++++ BRANO DEL DOCUMENTO ++++

A qualsiasi americano vengano pronunciate queste tre parole, state certi che vedrete ancora, trent'anni dopo, quello stesso luccichio negli occhi. Carl von Clausewitz, nell'occasione, avrebbe detto: “L'hockey non è che la continuazione della guerra (fredda) con altri mezzi”. Ecco come la nostra rubrica “È solo un gioco?” racconta uno dei più grandi intrecci fra sport e geopolitica, che scorre sul ghiaccio, all'inizio degli anni '80, in uno scontro che sembra quasi preannunciare i destini del decennio: nessuno l'avrebbe mai immaginato, eppure…

"Quello che avete scritto davanti, conta più di quello che avete scritto dietro" (Herb Brooks)

La Guerra Fredda si avviava verso il trattato INF, ma i rapporti tra le due superpotenze nel 1980 erano ancora tesi. L'unione Sovietica aveva da poco iniziato le manovre per l'invasione dell'Afghanistan – evento che avrebbe portato solo pochi mesi dopo al boicottaggio dei giochi olimpici di Mosca 1980 – e da mesi minacciava di disertare i giochi di Lake Placid. Tuttavia, spinti soprattutto da una notevole consapevolezza della propria forza negli sport invernali (infatti si aggiudicarono il primo posto sul medagliere) i sovietici presero regolarmente parte alla competizione.

++++ MATERIALE ESTRATTO ++++

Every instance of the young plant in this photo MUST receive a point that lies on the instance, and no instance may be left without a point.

++++
++++ MATERIALE ESTRATTO ++++

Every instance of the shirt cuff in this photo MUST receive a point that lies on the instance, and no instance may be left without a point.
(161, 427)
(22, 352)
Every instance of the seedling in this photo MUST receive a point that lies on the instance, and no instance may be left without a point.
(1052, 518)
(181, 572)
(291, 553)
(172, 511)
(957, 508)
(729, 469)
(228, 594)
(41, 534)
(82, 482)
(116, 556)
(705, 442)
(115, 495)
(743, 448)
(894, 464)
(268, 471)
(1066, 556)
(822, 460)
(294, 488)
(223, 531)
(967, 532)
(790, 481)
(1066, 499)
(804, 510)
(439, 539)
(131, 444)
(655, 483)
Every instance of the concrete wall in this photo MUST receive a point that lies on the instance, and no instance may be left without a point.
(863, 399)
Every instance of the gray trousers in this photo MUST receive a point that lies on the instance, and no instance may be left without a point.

++++

COMPITO RICHIESTO A -
Ricopia alla lettera la parte del brano sull'hockey e la Guerra Fredda che comincia con le parole "La Guerra Fredda" e si chiude dopo "parte alla competizione.".
COMPITO RICHIESTO B -
Riporta soltanto i record dalla riga che contiene "Every instance of the shirt" fino a quella che contiene "Every instance of the gray", entrambe incluse e con le richieste. Aggiungi -93 a ogni numero delle coordinate nelle risposte.
Il brano e i record sono materiali distinti, senza alcun legame tra loro.

RISPOSTA SVOLTA A -
La Guerra Fredda si avviava verso il trattato INF, ma i rapporti tra le due superpotenze nel 1980 erano ancora tesi. L'unione Sovietica aveva da poco iniziato le manovre per l'invasione dell'Afghanistan – evento che avrebbe portato solo pochi mesi dopo al boicottaggio dei giochi olimpici di Mosca 1980 – e da mesi minacciava di disertare i giochi di Lake Placid. Tuttavia, spinti soprattutto da una notevole consapevolezza della propria forza negli sport invernali (infatti si aggiudicarono il primo posto sul medagliere) i sovietici presero regolarmente parte alla competizione.

RISPOSTA SVOLTA B -
Every instance of the shirt cuff in this photo MUST receive a point that lies on the instance, and no instance may be left without a point.
(68, 334)
(-71, 259)
Every instance of the seedling in this photo MUST receive a point that lies on the instance, and no instance may be left without a point.
(959, 425)
(88, 479)
(198, 460)
(79, 418)
(864, 415)
(636, 376)
(135, 501)
(-52, 441)
(-11, 389)
(23, 463)
(612, 349)
(22, 402)
(650, 355)
(801, 371)
(175, 378)
(973, 463)
(729, 367)
(201, 395)
(130, 438)
(874, 439)
(697, 388)
(973, 406)
(711, 417)
(346, 446)
(38, 351)
(562, 390)
Every instance of the concrete wall in this photo MUST receive a point that lies on the instance, and no instance may be left without a point.
(770, 306)
Every instance of the gray trousers in this photo MUST receive a point that lies on the instance, and no instance may be left without a point.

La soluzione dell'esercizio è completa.